- **Problem details**
Put every line of the items below into a Markdown table with two columns, No. and Text. Number the rows and leave out blank lines.

════

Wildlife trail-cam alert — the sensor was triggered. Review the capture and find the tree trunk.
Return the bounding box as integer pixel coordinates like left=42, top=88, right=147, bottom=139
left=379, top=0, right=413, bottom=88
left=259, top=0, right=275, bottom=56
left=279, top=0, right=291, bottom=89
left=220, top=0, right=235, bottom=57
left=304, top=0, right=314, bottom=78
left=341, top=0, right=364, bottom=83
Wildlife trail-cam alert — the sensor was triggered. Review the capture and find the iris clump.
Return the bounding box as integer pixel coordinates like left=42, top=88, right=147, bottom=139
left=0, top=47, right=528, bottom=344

════

- **Solution for this task**
| No. | Text |
|---|---|
| 1 | Wildlife trail-cam alert — the sensor was triggered. Review the capture and find the tree trunk. |
| 2 | Return the bounding box as integer pixel coordinates like left=42, top=88, right=147, bottom=139 |
| 3 | left=379, top=0, right=413, bottom=88 |
| 4 | left=259, top=0, right=275, bottom=56 |
| 5 | left=279, top=0, right=291, bottom=89 |
| 6 | left=220, top=0, right=235, bottom=57 |
| 7 | left=304, top=0, right=314, bottom=78 |
| 8 | left=341, top=0, right=364, bottom=83 |
| 9 | Wildlife trail-cam alert — the sensor was triggered. Review the capture and find the iris clump. |
| 10 | Return the bounding box as integer pixel coordinates like left=42, top=88, right=147, bottom=139 |
| 11 | left=0, top=47, right=528, bottom=344 |